[Point-per-instance localization data]
·····
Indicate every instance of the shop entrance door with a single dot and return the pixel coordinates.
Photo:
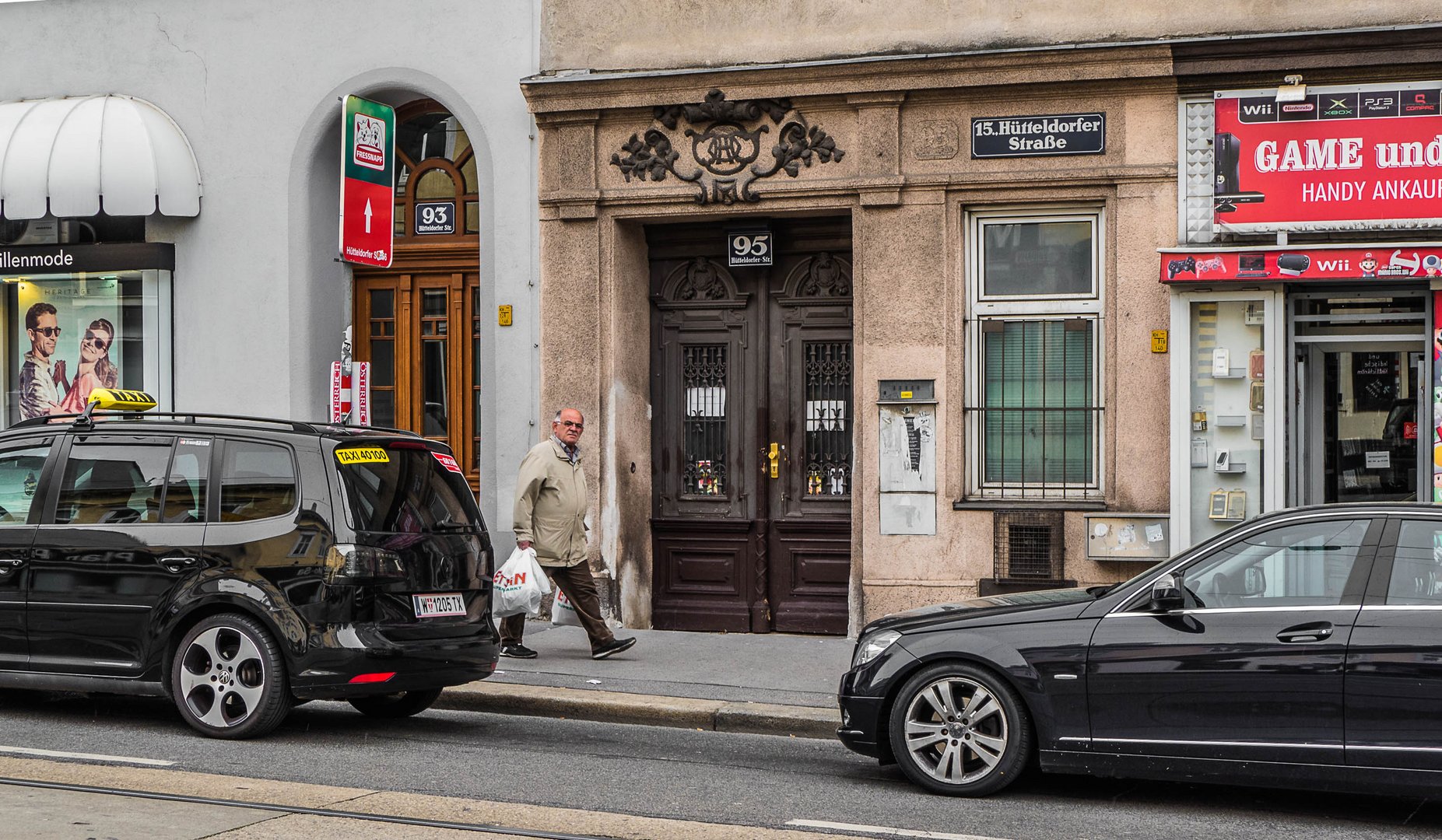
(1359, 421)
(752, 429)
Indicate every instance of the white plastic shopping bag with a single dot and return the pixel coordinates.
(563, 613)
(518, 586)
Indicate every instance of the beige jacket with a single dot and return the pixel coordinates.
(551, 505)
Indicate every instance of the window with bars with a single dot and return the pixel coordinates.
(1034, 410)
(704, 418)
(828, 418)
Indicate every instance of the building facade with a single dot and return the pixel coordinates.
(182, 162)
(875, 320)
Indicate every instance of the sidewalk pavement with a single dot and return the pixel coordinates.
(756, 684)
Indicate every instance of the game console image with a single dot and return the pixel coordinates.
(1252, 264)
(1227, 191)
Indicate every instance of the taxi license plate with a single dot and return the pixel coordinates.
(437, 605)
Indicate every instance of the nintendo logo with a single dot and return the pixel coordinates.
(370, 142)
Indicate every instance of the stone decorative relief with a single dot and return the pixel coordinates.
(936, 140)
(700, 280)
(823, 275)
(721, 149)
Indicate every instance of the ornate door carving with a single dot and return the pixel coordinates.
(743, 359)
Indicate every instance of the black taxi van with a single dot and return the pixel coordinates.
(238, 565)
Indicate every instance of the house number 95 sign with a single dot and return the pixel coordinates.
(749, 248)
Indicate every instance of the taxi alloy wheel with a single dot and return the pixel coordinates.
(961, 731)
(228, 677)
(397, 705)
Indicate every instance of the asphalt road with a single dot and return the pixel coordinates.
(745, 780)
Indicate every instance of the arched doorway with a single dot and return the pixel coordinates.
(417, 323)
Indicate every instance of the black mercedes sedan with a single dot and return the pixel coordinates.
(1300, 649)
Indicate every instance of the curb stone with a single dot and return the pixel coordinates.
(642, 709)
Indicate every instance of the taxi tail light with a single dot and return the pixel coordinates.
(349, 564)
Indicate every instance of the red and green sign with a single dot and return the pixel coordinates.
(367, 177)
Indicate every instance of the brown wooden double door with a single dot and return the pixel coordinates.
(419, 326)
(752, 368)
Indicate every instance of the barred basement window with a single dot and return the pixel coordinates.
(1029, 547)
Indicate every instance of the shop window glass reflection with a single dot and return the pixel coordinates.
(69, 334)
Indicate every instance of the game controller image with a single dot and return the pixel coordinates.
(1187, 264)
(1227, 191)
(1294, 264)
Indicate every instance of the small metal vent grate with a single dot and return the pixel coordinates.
·····
TASK TO COMPLETE: What you give back should match the entries above exactly, except that pictures are dropped.

FINISHED EXERCISE:
Indicate every instance of the shop entrance door with a single dot and return the pixel coordinates.
Photo:
(1359, 421)
(752, 429)
Indicate every instance of the white plastic shopping bag with a single dot and return the pixel coordinates.
(563, 613)
(518, 586)
Indicate every instance of the beige jacket with a single dot and return the pixel coordinates.
(551, 505)
Indicate every instance of the window with bars with a single dot and return the pixel coordinates.
(1034, 410)
(704, 418)
(828, 418)
Indicate every instance of the building facade with a single dot and return the pixel coordinates.
(182, 162)
(875, 320)
Indicate every instance of the sidewalk pavement with a single dot and return the pixel coordinates.
(756, 684)
Indicate every instance of the game console image with a single dot and return the pixel coordinates.
(1252, 264)
(1227, 191)
Indicate every instance of the taxi license plate with a single dot and return the pixel coordinates.
(437, 605)
Indicate every instance of the nintendo logo with a single dot and return the pixel coordinates.
(370, 142)
Indicate every instance of the stone decorative relief with a single dot and return the pixel coordinates.
(936, 140)
(700, 280)
(823, 275)
(721, 149)
Indicate every instance of the ornate door carving with a single dot and return the pixel coordinates.
(743, 359)
Indicate every instance of the black taxi van with a single dot and return the pixel coordinates.
(238, 565)
Indicate every instance of the house number 95 sign with a single dot and return the pixel coordinates.
(749, 248)
Indicate every instance of the taxi alloy wheel with a single dot and return the pixel coordinates.
(961, 731)
(228, 677)
(397, 705)
Indicate every instance of the asphalt road with a single dot and return the pixel coordinates.
(745, 780)
Indicate every instance of the arched doorway with a single dot and return the pixel coordinates.
(417, 323)
Indicate every instance of the black mercedes sedan with a single dot and return the pixel coordinates.
(1300, 649)
Indicate every instance of the curb stone with a single dot and return the pixel coordinates.
(642, 709)
Indicate every instance of the taxi tail light with a single dot and return the pixel coordinates.
(349, 564)
Indicate every instance of the red and green sign with a single dot and return the pixel coordinates.
(367, 177)
Indicate every instance of the brown wooden double door with a single dot and return the pixel coordinates.
(419, 326)
(752, 368)
Indicate every instance of the barred basement window with a single dot and return the pixel coordinates.
(1029, 547)
Indicate every instance of the shop window glass reflection with a single dot and return the pixel coordinates.
(69, 334)
Indicate every instance of the game controller image with a single dot and return the pixel coordinates.
(1187, 264)
(1227, 191)
(1294, 264)
Indicate every instance of the small metal vent grate with a single dot and return the pixel coordinates.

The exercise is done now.